### TEXTO DE LA PÁGINA

::::::::

Por Juan Mayorga / Mongabay Latinoamérica, Animal Político, 17 de abril de 2022.

Cuando conoció la goma del chicozapote (Manilkara zapota), Thomas Adams no pensó en una golosina para entretener la dentadura, sino en un sustituto para el caucho extraído del Hevea brasiliensis, con el cual poder fabricar llantas o botas. Pero el látex del chicozapote, que crece en el sureste de México, no tiene la resistencia y elasticidad que su pariente sudamericano, así que el inventor y empresario estadounidense se vio obligado a buscar otras alternativas.

La visión de Adams se amplió en Nueva York, cuando conoció al entonces exiliado expresidente de México, Antonio López de Santa Anna. El caudillo era fiel a la costumbre —practicada tanto por mexicas como mayas, según registros históricos que incluso le atribuyen al náhuatl el origen de la palabra: tzictli— de mascar goma de chicle para calmar los nervios o por sus efectos para tener una dentadura sana. Adams decidió explorar la idea de comercializar la goma de mascar, ajustando la consistencia y agregando sabores.

::::::::

(Registros de una colección de datos)
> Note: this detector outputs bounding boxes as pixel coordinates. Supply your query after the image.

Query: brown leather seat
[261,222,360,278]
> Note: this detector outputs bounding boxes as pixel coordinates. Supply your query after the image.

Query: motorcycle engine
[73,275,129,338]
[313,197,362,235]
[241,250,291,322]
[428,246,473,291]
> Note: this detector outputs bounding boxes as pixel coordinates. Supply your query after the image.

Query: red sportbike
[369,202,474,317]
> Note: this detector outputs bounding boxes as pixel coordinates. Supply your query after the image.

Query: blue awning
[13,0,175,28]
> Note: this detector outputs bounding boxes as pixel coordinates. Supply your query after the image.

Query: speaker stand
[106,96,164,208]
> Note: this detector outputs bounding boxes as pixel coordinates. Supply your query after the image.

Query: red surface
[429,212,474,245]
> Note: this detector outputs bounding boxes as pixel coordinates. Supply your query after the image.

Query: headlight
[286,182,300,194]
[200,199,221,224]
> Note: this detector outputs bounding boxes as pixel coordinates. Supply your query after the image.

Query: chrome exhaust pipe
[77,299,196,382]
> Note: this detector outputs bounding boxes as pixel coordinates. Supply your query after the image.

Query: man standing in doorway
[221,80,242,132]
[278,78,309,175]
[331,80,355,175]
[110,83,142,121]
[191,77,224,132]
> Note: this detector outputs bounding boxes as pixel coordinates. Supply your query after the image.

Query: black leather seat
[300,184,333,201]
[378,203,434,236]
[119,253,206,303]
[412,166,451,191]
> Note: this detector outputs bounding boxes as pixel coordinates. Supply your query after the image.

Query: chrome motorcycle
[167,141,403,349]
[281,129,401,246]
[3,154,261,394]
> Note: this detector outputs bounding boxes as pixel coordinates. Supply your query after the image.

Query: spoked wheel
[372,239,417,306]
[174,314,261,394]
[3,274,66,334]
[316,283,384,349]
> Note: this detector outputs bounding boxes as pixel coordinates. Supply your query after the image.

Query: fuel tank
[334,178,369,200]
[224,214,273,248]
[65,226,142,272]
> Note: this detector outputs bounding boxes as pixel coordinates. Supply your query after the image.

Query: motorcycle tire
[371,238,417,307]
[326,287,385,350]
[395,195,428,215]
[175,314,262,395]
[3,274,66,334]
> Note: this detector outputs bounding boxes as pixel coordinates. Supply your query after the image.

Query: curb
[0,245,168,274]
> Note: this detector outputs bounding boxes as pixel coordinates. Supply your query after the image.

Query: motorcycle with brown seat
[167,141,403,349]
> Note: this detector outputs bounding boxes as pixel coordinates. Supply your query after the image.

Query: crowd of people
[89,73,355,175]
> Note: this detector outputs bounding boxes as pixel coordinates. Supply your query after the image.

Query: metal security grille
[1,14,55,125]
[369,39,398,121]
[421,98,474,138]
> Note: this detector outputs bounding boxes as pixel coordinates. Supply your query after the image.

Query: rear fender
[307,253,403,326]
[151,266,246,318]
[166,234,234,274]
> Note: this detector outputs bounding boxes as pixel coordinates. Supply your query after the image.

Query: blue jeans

::::::::

Transcriba el fragmento del artículo sobre el chicle desde las palabras que contienen "Por Juan Mayorga" y deténgase después de "buscar otras alternativas.". No es necesario consultar las filas.

Por Juan Mayorga / Mongabay Latinoamérica, Animal Político, 17 de abril de 2022.

Cuando conoció la goma del chicozapote (Manilkara zapota), Thomas Adams no pensó en una golosina para entretener la dentadura, sino en un sustituto para el caucho extraído del Hevea brasiliensis, con el cual poder fabricar llantas o botas. Pero el látex del chicozapote, que crece en el sureste de México, no tiene la resistencia y elasticidad que su pariente sudamericano, así que el inventor y empresario estadounidense se vio obligado a buscar otras alternativas.